■ BLOCO DE TEXTO:
+-------+

Entender a guerra que vem: terceira parte (3/5)





Terceira parte: os combatentes venezuelanos (desertores, civis e criminosos)
O storytelling ocidental deixa enxergar a situação na Venezuela como um conflito interno onde se opõem dois exércitos, duas legitimidades, dois presidentes. Por um lado, os «defensores da democracia», e por outro os defensores da «ditadura madurista», defendida por um exército em farrapos e por uma guarda pretoriana russo-cubana (1). Essa narração midiática permite silenciar a robustez das forças armadas bolivarianas e o apoio não negligenciável da população ao chavismo. Além disso, isso esconde completamente as questões geopolíticas e as ingerências predatórias dos Estados Unidos e dos seus cúmplices internacionais.
Desertores e civis

É nessa perspectiva que se deve apresentar um exército composto por venezuelanos. Não há nada novo abaixo do sol caribenho, onde antigos membros das forças de segurança pública e de defesa já se armaram contra a sua Pátria. Desde a chegada ao poder do Hugo Chávez, em 1999, a história da Revolução Bolivariana sempre foi marcada por deserções e conspirações militares. Do golpe de Estado de abril de 2002 ao golpe do 30 de abril de 2019, passando pelo golpe do ex-coronel Palomo (2019), ou ainda pelas conspirações dos generais Baduel (2007) ou Rodrigues Torres (2018), pela Operação Jericó (2015) ou pelos atos terroristas perpetrados por ex-militares (2003) e pelo comando do antigo polícial Oscar Perez (2017), sempre existiram militares e políciais prontos a lutar contra o poder legítimo da Venezuela (2).
Mesmo que seja evidente que os desertores, ainda que pouco numerosos, constituirão o núcleo visível dessa força militar, eles terão certamente, pela sua experiência de combate, a tarefa de enquadrar e de formar civis que se juntarão a eles, uma vez iniciada a engrenagem trágica da guerra.
Diferentemente da guerra da Síria e do seu Exército Sírio Livre, não existem na Venezuela conflitos inter-étnicos, inter-religiosos ou regionais significativos que possam servir de catalisadores na criação de um exército «rebelde». Em contrapartida, outras dimensões -políticas, identitárias, emocionais- não deixarão de ser aproveitadas para engrossar as tropas desse exército da sombra. A polarização política, a construção no tempo de uma verdadeira identidade chavista e do seu corolário contra-revolucionário, as diferentes visões do mundo que daí derivam, os sentimentos de ódio sabiamente alimentados por um aparelho midiático nas mãos dos grupos privados, a perda certa de uma qualidade de vida -adquirida durante os primeiros anos da Revolução bolivariana- perda devida ao bloqueio económico e às múltiplas sabotagens dos serviços públicos, deveriam certamente ter como consequência atrair numerosos civis venezuelanos do lado de uma aventura guerreira. Sem contar com aqueles que não têm possibilidade de escolha, quando a recusa de lutar numa zona controlada pela oposição poderia assemelhar-se a uma cumplicidade com o poder legítimo chavista.

+-------+

■ ATIVIDADES:
1. Segundo o texto sobre a Venezuela, em que ano Hugo Chávez chegou ao poder?
2. Transcreva do texto sobre a Venezuela o trecho que começa em "Mesmo que seja" e termina em "trágica da guerra.".
Os dados apresentados a seguir foram obtidos de outra fonte.

Registros de apontamento
+-------+

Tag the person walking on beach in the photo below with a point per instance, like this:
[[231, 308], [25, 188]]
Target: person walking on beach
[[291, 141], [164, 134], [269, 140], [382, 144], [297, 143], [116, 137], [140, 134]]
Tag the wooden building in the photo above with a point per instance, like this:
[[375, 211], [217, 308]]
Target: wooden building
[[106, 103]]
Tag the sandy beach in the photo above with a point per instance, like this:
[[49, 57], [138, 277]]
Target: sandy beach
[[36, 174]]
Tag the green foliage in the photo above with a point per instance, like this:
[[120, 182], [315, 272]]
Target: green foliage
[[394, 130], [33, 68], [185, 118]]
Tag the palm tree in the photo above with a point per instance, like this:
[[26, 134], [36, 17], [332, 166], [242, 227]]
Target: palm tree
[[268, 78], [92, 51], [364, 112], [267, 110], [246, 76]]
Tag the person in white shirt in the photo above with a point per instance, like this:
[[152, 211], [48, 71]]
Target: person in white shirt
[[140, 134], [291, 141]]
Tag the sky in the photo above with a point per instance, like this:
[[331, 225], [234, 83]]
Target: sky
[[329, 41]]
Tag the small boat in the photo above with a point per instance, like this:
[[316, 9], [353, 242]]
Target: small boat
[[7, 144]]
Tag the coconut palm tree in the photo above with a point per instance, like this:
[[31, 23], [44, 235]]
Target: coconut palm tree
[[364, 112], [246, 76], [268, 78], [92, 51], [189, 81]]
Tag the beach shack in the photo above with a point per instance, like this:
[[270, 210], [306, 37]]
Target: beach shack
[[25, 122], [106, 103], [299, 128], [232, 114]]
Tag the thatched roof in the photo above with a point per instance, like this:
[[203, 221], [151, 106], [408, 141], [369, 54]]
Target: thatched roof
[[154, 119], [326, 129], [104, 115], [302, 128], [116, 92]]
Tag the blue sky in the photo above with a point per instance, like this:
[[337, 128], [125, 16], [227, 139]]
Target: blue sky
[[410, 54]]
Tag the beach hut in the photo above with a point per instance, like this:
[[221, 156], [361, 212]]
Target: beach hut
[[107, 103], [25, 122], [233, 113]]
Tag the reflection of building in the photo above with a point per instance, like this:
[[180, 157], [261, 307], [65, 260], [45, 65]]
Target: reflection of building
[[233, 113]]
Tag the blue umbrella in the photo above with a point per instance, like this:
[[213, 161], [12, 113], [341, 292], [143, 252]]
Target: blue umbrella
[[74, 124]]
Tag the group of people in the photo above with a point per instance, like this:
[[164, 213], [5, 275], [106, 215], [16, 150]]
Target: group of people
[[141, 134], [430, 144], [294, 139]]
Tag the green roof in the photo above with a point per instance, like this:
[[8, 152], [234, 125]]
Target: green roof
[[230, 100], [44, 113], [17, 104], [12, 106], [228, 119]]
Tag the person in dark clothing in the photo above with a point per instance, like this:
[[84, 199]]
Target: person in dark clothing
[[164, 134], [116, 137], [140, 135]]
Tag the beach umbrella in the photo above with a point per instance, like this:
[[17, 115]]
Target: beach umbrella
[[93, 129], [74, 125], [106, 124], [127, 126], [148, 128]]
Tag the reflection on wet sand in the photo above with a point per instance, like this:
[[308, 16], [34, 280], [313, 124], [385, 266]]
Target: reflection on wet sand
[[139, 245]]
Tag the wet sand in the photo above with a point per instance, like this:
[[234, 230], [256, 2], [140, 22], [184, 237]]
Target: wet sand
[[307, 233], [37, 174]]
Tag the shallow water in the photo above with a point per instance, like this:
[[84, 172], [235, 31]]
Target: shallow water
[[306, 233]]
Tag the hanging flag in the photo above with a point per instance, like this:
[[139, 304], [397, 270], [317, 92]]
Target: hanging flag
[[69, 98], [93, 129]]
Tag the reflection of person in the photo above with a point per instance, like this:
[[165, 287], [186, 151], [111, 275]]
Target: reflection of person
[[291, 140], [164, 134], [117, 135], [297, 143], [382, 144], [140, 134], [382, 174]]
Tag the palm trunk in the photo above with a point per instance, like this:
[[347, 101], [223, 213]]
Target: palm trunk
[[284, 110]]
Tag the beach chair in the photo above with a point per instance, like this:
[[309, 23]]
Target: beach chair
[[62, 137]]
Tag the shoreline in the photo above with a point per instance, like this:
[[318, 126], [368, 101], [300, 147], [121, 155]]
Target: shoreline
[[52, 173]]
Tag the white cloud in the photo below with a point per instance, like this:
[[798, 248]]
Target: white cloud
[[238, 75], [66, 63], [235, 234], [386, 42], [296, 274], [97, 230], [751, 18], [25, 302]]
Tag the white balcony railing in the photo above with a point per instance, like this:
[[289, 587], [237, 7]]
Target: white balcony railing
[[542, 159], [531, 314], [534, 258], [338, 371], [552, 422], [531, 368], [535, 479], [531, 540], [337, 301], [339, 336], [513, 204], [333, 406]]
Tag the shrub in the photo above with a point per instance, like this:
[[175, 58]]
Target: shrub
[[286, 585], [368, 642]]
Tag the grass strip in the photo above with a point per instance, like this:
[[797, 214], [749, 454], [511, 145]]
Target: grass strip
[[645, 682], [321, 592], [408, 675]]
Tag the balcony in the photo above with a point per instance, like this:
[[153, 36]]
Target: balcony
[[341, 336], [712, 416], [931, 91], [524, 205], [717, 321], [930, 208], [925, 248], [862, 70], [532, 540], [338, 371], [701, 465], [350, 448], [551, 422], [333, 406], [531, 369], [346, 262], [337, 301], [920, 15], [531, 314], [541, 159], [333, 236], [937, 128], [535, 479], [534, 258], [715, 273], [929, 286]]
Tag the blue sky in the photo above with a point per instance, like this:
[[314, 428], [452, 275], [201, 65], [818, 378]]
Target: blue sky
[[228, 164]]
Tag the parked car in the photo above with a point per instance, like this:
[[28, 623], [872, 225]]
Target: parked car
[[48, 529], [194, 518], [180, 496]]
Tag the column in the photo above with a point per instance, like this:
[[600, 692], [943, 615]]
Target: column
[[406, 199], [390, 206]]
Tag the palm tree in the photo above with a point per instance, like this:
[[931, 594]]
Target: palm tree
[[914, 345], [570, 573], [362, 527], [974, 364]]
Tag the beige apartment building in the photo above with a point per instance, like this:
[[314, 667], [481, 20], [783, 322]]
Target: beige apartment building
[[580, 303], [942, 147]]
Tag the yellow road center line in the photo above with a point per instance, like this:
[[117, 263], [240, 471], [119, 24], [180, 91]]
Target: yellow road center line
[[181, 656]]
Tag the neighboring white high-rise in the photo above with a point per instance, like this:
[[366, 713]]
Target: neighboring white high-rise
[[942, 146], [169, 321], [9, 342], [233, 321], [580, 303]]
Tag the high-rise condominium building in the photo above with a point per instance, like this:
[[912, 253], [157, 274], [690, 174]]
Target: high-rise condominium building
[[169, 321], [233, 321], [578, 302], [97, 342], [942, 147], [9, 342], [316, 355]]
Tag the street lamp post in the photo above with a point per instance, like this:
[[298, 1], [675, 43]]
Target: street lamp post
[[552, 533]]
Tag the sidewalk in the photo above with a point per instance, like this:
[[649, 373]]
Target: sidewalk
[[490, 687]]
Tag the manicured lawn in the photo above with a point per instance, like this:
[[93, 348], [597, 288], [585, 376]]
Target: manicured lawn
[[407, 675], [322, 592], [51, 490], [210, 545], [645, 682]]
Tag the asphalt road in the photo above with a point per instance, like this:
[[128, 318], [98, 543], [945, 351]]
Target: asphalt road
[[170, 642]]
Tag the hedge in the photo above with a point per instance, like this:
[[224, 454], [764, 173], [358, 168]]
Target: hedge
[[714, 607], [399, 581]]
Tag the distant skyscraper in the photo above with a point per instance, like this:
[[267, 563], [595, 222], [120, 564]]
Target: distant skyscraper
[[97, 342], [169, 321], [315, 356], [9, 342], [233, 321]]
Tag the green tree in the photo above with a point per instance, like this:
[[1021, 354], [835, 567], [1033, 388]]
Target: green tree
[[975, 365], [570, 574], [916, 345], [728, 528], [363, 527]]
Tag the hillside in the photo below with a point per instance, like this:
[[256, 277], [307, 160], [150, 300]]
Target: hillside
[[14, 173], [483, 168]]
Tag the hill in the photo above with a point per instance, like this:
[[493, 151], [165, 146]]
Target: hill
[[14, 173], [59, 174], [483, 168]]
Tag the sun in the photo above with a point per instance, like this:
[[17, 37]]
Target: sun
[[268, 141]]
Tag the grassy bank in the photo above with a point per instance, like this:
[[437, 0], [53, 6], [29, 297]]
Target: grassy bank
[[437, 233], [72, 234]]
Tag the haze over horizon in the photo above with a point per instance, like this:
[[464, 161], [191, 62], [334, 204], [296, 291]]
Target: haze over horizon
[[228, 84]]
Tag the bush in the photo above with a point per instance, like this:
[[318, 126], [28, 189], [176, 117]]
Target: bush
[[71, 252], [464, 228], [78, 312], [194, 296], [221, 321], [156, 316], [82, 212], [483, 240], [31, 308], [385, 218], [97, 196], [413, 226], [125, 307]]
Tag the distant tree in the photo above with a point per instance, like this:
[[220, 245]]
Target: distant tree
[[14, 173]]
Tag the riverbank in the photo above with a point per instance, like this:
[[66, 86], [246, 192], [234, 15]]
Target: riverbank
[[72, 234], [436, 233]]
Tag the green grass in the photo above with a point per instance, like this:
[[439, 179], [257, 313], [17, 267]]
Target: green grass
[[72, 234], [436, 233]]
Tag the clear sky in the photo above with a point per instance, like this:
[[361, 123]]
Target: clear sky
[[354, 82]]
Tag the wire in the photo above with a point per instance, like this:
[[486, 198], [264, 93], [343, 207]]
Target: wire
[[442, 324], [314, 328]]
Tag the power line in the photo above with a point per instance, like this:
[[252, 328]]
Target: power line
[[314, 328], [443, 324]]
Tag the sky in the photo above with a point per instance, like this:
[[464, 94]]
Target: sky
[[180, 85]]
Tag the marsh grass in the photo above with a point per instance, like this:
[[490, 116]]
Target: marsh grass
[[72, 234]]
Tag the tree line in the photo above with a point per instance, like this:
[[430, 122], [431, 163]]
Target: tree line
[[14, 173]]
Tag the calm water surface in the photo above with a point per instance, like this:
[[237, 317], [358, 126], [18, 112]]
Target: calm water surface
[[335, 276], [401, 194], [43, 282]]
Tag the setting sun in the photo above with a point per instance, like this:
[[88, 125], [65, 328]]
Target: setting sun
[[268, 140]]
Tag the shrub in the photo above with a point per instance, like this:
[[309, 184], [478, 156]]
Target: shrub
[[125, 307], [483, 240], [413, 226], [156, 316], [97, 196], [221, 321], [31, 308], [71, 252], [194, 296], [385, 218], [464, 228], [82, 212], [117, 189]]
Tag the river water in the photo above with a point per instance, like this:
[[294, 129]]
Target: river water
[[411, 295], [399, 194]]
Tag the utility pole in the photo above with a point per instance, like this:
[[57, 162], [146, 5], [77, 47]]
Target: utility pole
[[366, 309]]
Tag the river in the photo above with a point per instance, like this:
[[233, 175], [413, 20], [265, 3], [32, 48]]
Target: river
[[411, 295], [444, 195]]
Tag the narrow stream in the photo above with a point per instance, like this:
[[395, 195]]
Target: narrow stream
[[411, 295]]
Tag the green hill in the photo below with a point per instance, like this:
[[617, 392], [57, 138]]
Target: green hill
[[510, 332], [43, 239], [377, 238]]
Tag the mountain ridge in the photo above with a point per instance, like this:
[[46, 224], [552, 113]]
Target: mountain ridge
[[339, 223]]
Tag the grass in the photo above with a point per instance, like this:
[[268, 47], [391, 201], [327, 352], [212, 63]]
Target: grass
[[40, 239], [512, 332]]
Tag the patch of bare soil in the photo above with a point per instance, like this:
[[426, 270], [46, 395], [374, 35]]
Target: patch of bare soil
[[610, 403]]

+-------+

■ EXERCÍCIO RESOLVIDO:
1. Em 1999.

2.
Mesmo que seja evidente que os desertores, ainda que pouco numerosos, constituirão o núcleo visível dessa força militar, eles terão certamente, pela sua experiência de combate, a tarefa de enquadrar e de formar civis que se juntarão a eles, uma vez iniciada a engrenagem trágica da guerra.